Obiettivo indicato 1:
Rispondi a queste domande sulla recensione di Carrie 2:
(a) Quale attrice interpreta Rachel?
(b) In che anno è uscito il film di De Palma di cui Carrie 2 viene detto ideale sequel?
(c) Su che cosa cade il corpo del personaggio di Mena Suvari quando precipita dal tetto della scuola?
Obiettivo indicato 2: Scrivi il seguito della recensione di Carrie 2, partendo subito dopo la domanda con cui termina.

Brano del documento:
Carrie 2: La furia (Katt Shea, 1999)

La poco degna erede di Carrie White

Mena Suvari è sempre bionda, ma non la si incornicia con petali di rosa in quest’horror di terz’ordine diretto da Katt Shea.

Il suo esile corpo piove dal tetto della scuola fin sopra il cofano di un’auto nuova di zecca, per la cui perdita il proprietario si dispera senza ritegno ignorando completamente il tiepido cadavere dagli occhi sbarrati della ragazza.

Così – e solo così – lascia il segno Carrie 2 – La furia, ideale sequel del cult di De Palma (1976) nonché trasposizione (abbastanza scontata) in tempi recenti del noto mito kinghiano.

Poco degna erede della signorina White, la protagonista è Rachel (Emily Bergl), fra le ragazze più emarginate e prese di mira del liceo, amica della suicida. E con un’enorme rabbia da covare.

Furia americana

La morte della compagna fa da penultima goccia perché il suo vaso trabocchi. Finiranno il lavoro i ragazzacci belli e dannati della squadra di football locale, sordidi ma sufficientemente banali testimoni di un’America a pezzi, decisi a mettere in riga l’elemento fuori controllo della situazione.

La storia dunque si ripete, ma senza secchiate al pomodoro che imbrattano diademi e festoni da prom.  Il sangue c’è però non si vede – se ne capisce il motivo soltanto guardando il film. L’umiliazione plateale prende forma in maniera diversa, più subdola, come gli anni Novanta insegnano.

Ci si chiede allora se basta l’incontestabile forza del plot del romanzo d’esordio di Stephen King, unita alla contestualizzazione in chiave contemporanea, a rendere Carrie 2 un prodotto cinematografico dignitoso.

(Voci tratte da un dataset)
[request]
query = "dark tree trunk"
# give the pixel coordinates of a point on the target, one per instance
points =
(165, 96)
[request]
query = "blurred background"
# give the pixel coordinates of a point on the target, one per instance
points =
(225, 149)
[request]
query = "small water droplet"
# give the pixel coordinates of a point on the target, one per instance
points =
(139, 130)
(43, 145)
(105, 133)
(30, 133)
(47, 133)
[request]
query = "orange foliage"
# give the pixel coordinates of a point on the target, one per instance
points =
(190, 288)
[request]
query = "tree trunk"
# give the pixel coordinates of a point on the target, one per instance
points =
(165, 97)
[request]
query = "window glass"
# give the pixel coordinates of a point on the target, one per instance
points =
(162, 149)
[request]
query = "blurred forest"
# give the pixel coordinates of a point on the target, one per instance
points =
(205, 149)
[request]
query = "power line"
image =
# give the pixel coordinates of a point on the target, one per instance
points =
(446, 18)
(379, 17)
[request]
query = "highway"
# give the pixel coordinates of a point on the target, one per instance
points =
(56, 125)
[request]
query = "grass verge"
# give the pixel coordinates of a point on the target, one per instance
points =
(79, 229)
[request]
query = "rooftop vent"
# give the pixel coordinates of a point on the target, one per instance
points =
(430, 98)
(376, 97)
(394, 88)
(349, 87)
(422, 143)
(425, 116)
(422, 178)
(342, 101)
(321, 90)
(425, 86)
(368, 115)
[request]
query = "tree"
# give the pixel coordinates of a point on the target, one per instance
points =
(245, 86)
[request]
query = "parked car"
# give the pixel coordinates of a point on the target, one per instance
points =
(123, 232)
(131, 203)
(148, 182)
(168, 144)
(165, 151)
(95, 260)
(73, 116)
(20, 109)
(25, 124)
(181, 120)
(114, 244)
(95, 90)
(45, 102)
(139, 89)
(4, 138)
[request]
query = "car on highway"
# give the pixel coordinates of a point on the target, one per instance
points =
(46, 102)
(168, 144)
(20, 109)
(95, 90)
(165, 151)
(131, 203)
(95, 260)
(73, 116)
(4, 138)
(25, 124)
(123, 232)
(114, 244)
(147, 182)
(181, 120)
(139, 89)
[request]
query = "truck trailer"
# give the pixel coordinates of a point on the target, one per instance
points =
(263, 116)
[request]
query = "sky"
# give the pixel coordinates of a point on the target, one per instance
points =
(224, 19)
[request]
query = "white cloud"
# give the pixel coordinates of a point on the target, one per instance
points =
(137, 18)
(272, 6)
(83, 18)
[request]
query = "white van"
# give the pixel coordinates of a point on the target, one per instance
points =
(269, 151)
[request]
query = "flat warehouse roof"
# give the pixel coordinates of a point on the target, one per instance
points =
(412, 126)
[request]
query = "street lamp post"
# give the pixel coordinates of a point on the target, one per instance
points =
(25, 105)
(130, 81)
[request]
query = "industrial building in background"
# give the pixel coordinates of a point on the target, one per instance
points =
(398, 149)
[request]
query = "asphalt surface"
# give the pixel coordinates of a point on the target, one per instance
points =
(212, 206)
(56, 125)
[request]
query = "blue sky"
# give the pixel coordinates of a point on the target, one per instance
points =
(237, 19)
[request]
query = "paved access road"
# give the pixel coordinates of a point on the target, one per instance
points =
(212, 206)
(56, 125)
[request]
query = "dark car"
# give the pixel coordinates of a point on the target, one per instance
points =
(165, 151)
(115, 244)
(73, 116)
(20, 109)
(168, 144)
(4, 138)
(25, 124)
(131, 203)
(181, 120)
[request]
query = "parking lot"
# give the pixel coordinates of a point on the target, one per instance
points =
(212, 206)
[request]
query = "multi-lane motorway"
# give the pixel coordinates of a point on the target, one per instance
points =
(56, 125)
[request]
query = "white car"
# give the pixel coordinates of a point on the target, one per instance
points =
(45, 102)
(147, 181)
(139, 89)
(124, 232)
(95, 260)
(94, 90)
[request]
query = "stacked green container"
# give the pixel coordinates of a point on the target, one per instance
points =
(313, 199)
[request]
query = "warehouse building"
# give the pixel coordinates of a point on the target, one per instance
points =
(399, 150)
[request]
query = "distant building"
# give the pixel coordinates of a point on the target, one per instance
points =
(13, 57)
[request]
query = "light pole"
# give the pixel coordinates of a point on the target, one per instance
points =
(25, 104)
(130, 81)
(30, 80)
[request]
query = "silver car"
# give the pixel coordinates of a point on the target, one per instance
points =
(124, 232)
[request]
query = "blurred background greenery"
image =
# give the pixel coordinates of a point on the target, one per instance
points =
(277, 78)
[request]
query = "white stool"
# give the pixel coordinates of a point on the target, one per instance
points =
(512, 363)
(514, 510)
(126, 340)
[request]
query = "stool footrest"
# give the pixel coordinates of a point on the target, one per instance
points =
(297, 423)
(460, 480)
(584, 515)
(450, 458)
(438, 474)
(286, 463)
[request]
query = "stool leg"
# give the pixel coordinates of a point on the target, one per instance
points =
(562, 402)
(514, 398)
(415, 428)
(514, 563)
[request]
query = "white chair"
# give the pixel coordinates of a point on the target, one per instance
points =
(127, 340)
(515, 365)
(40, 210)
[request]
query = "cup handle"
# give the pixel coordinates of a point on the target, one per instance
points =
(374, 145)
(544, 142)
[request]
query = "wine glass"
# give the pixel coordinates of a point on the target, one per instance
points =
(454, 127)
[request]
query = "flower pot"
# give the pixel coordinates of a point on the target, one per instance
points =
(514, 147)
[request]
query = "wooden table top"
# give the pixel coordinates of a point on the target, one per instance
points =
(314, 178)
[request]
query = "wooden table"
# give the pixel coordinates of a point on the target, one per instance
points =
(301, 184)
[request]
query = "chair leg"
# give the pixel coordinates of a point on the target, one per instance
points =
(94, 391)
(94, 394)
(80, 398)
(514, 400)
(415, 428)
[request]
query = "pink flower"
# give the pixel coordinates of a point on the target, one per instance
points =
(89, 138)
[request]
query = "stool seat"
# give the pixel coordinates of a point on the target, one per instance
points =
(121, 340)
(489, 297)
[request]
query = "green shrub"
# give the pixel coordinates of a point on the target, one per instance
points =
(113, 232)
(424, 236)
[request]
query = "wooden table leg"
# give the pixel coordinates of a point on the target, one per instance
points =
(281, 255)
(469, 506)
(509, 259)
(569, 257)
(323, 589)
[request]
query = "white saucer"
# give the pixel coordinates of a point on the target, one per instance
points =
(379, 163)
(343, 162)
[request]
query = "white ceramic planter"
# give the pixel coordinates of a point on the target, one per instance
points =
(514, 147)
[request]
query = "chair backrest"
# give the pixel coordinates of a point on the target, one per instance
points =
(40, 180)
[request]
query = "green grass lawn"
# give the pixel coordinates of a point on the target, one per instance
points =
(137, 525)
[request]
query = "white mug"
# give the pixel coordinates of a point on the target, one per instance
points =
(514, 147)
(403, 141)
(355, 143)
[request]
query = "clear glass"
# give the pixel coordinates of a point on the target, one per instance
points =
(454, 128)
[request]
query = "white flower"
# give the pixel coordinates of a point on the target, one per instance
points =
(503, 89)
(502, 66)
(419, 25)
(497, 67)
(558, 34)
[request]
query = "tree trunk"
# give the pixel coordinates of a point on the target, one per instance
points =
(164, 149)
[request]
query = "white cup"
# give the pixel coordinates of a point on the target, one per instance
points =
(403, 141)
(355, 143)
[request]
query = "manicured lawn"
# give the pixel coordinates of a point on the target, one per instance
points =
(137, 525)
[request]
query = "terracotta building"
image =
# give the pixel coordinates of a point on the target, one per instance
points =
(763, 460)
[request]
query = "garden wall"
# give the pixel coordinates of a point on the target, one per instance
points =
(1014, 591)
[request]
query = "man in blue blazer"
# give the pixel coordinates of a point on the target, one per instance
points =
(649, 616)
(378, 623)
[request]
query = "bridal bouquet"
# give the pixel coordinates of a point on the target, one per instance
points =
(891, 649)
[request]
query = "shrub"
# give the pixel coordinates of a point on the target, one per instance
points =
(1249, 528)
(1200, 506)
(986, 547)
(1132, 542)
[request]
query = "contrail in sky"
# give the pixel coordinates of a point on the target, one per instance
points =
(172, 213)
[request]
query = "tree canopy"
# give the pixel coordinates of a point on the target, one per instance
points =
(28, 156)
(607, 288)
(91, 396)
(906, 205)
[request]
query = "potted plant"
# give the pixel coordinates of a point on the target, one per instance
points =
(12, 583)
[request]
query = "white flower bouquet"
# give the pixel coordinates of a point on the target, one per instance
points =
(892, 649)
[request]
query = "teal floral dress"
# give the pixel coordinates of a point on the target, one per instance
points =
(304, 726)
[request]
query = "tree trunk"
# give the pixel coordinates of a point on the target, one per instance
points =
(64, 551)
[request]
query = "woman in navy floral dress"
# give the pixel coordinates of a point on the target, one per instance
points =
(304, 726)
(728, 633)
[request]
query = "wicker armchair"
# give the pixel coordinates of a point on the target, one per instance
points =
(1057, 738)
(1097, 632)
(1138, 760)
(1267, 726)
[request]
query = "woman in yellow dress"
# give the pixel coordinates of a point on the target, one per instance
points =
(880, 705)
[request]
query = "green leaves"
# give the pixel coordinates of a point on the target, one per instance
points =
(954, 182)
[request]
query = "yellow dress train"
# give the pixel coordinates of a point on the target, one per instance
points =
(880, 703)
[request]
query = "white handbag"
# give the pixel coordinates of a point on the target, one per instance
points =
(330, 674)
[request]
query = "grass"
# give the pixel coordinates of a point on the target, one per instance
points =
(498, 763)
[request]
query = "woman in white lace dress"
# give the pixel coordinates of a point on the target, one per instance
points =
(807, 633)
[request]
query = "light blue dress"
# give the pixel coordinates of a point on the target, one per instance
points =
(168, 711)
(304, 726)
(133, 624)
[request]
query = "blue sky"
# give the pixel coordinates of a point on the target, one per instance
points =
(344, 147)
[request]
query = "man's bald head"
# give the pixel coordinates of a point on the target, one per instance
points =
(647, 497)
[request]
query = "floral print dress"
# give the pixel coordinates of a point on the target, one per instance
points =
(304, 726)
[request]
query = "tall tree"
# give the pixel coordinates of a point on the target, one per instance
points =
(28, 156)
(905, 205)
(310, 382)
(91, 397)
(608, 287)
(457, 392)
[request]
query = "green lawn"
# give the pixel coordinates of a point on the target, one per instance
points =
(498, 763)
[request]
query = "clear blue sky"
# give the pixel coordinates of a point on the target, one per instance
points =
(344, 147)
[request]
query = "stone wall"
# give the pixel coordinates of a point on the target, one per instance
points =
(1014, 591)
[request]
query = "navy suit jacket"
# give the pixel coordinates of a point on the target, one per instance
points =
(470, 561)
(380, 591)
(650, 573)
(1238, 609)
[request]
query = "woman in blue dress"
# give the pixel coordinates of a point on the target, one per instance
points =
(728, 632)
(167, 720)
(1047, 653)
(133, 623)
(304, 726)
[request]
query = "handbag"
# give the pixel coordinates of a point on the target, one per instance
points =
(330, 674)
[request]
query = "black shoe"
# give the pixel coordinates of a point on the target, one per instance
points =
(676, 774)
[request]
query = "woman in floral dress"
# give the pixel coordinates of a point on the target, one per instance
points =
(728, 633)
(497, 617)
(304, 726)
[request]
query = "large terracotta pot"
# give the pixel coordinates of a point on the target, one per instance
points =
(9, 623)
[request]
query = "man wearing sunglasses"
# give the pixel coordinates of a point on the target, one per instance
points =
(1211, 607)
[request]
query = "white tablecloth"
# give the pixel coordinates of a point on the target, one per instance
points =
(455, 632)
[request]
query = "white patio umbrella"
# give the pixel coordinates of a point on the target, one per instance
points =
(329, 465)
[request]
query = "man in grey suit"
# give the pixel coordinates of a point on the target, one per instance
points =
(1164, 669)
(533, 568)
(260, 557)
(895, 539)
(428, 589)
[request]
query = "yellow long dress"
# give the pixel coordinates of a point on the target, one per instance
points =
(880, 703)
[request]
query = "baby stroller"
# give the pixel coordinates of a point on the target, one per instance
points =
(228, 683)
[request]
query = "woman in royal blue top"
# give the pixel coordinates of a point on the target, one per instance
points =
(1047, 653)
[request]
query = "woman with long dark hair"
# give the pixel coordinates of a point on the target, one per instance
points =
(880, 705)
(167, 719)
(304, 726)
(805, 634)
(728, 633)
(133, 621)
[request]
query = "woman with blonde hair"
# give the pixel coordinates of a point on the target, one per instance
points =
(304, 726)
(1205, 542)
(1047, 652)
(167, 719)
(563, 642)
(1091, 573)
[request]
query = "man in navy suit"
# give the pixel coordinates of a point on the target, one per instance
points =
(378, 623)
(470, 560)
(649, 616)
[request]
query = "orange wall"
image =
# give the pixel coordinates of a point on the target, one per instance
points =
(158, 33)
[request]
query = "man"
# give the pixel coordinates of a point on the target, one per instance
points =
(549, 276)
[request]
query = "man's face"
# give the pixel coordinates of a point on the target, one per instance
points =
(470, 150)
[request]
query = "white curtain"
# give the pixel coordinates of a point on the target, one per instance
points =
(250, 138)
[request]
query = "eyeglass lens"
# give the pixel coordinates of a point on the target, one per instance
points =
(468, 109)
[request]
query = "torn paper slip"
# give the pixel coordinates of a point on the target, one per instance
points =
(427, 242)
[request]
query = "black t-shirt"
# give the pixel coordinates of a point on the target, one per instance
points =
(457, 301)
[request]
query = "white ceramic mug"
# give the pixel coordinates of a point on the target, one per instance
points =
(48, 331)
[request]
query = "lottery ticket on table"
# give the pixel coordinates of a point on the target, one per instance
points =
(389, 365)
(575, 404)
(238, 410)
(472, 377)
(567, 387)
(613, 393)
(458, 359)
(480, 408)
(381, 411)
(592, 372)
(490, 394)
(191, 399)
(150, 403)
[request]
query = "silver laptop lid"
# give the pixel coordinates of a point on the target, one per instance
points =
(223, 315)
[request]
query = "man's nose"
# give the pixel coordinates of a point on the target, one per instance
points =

Risposta 1:
(a) Emily Bergl.
(b) Nel 1976.
(c) Sul cofano di un'auto nuova di zecca.

Risposta 2:
Una brutta risposta

La risposta è no. Il flop della Shea, confermatosi tale al botteghino, si attiene in maniera sciatta, rallentata, alle regole dell’horror, peraltro equilibrandone malissimo le possibilità sceniche.

Lo splatter non latita ma esplode, tutto, in conclusione. Come se l’unico desiderio della Shea fosse attuare una sua personalissima interpretazione del crescendo – e qui ci starebbe bene uno di quei meme che impazzano sui social network, recante la scritta: lo stai facendo male.

Carrie 2 è una vera noia. A nulla valgono i flashback contenenti alcune scene del mitico Carrie di De Palma, o la presenza di Amy Irving – ancora – nei panni di Sue Snell, condannata a rivivere i devastanti effetti della telecinesi per la seconda (e ultima) volta.

Si fa labile persino il pretesto dell’incompresa storia d’amore fra Rachel/Carrie e il belloccio dai buoni sentimenti, voce fuori dal coro degli autoctoni figli di papà.

Tutto si sgretola, a cominciare dal libro che ha dato i natali a questa potente, ma fraintesa, figura di reietta della società postmoderna, per finire con gli scheletri. Un teschio in polvere può in effetti dar luogo a qualche sobbalzo, ma purtroppo poco conserva di quella mano che sbucava all’improvviso dal terreno, nella soffusa luce depalmiana dei lontani anni Settanta.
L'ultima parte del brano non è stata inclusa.